*Consigne 1:*
Indiquez si chacune des affirmations suivantes est conforme à l'extrait ci-dessous, en répondant par oui ou par non et en citant à l'identique les mots de l'extrait qui justifient votre réponse : (a) l'ami qui vit au Canada juge compréhensible la destruction des statues d'esclavagistes ; (b) cet ami a nommé l'esclavagiste dont il avait observé la statue ; (c) le statut découvert sur WhatsApp portait sur Gandhi.
*Consigne 2:*
Répondez brièvement aux questions suivantes à partir de l'extrait ci-dessous.
(a) Dans quel pays vit l'ami avec lequel a été évoqué l'assassinat de Georges Floyd ?
(b) Sur quelle application les statuts des contacts ont-ils été consultés ?
(c) Au bout de combien de temps les deux amis se sont-ils accordés au sujet de Gandhi ?
*Consigne 3:*
Transcrivez fidèlement le passage de l'extrait ci-dessous qui va de « Il y a quelques » à « de réécrire l’histoire. ».

*Extrait:*
------------------------------------------------

Il y a quelques temps, j’ai assisté avec horreur au meurtre d’un humain par un autre humain, sous l’assistance et/ou la protection d’un autre humain. Le reste du monde s’est indigné, les ires sont montées, des tweets ont plu, des spéculations ont trouvés leur place et des « héros » sont tombés. Et comme la nature a horreur du vide, on veut en proposer d’autres héros, ceux-là probablement plus irréprochables. Bref, on essaie de réécrire l’histoire.
La semaine dernière, pendant un appel d’un de mes proches amis qui vit au Canada (ce dernier se demandait s’il retrouvera les siens chez mère patrie avec le nouveau président), nous avons évoqué les réactions suscités par le sinistre assassinat de Georges Floyd, en particulier celle de destruction des statues des illustres esclavagistes. Pour lui, une telle réaction est compréhensible, justifiable et louable. Elle est une justice des temps modernes sur les monstres que furent ces hommes.
Entre deux assertions, il se rappela à voix haute, son séjour de quelques semaines au pays de l’oncle Sam, le dégoût qu’il a ressenti au tournant de cette avenue au centre duquel était érigée une statue d’un ancien esclavagiste (il se retint de mentionner son nom), lorsqu’il l’observait. Cette effigie était la représentation flagrante du cynisme éhonté du bourreau qu’a été le colon. Il représentait un passé qui crachait à la gueule des autochtones leur rappelant le sacrifice obligé de leurs aïeuls.
Donc décapiter Christophe Colomb ou rebaptiser la Colombie ne serait qu’une façon honorable de rendre justice aux victimes des soleils des grandes découvertes et de rayer ces monstres de l’histoire de l’humanité.
Des héros de plus en plus contestés
Dans mes heures de profonde solitude, entre deux bâillements, je scrollai sur WhatsApp les statuts de mes digitaux contacts. Je tombai sur un statut de Gandhi avec une affirmation (à vérifier) selon laquelle, en plus d’être un raciste qui soutenait l’infériorité de la race noire, c’était un pédophile (refoulé peut-être). Ma récente discussion sur le bien-fondé des destructions des statues encore fraîche, à un autre ami qui se cherche une place dans la France de Colbert, je posai la question si on devra aussi effacer et/ou modifier les traces de Gandhi dans l’histoire. Vingt-quatre heures plus tard, nous nous sommes convenus de laisser tranquille son statut de héros de la nation collé par les vainqueurs de l’histoire de son époque.
Nous nous sommes entendus aussi qu’en tant que détenteurs d’une certaine vérité, nos descendants auront le privilège de connaître les meilleurs des pires de ceux que l’histoire aurait qualifié d’illustres hommes. Il sera à eux de tirer leurs propres conclusions et de se choisir des exemples à suivre.

------------------------------------------------

*Données enregistrées:*
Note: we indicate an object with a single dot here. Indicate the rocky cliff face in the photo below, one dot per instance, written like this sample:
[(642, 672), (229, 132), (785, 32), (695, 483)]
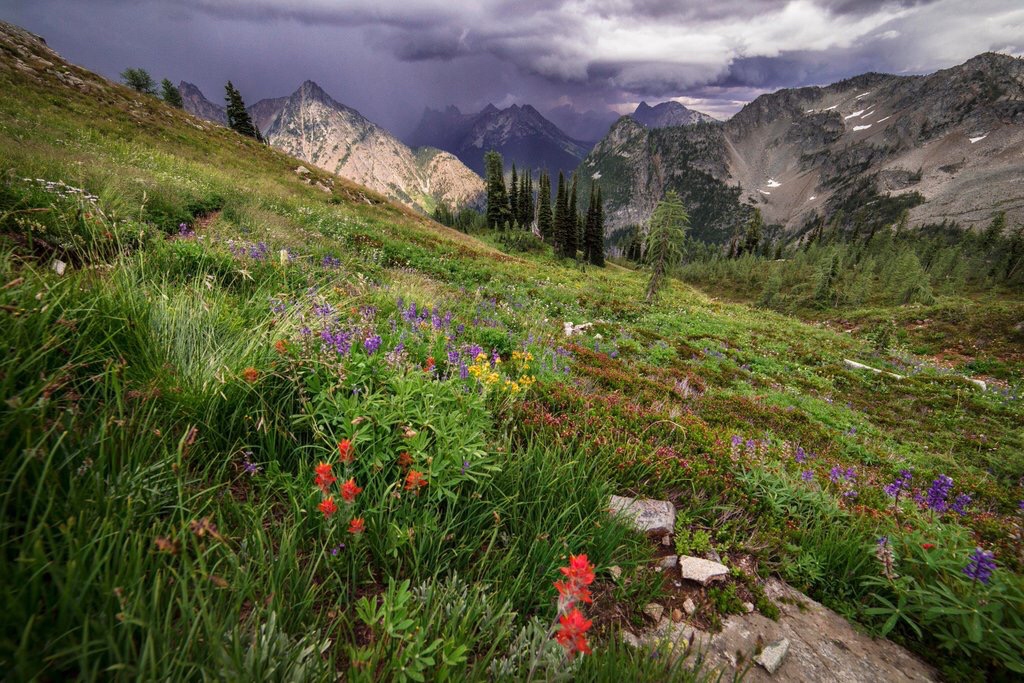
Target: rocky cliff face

------------------------------------------------

*Corrigé 1:*
(a) Oui : « Pour lui, une telle réaction est compréhensible, justifiable et louable. »
(b) Non : « il se retint de mentionner son nom »
(c) Oui : « Je tombai sur un statut de Gandhi »

*Corrigé 2:*
(a) Au Canada.
(b) Sur WhatsApp.
(c) Vingt-quatre heures plus tard.

*Corrigé 3:*
Il y a quelques temps, j’ai assisté avec horreur au meurtre d’un humain par un autre humain, sous l’assistance et/ou la protection d’un autre humain. Le reste du monde s’est indigné, les ires sont montées, des tweets ont plu, des spéculations ont trouvés leur place et des « héros » sont tombés. Et comme la nature a horreur du vide, on veut en proposer d’autres héros, ceux-là probablement plus irréprochables. Bref, on essaie de réécrire l’histoire.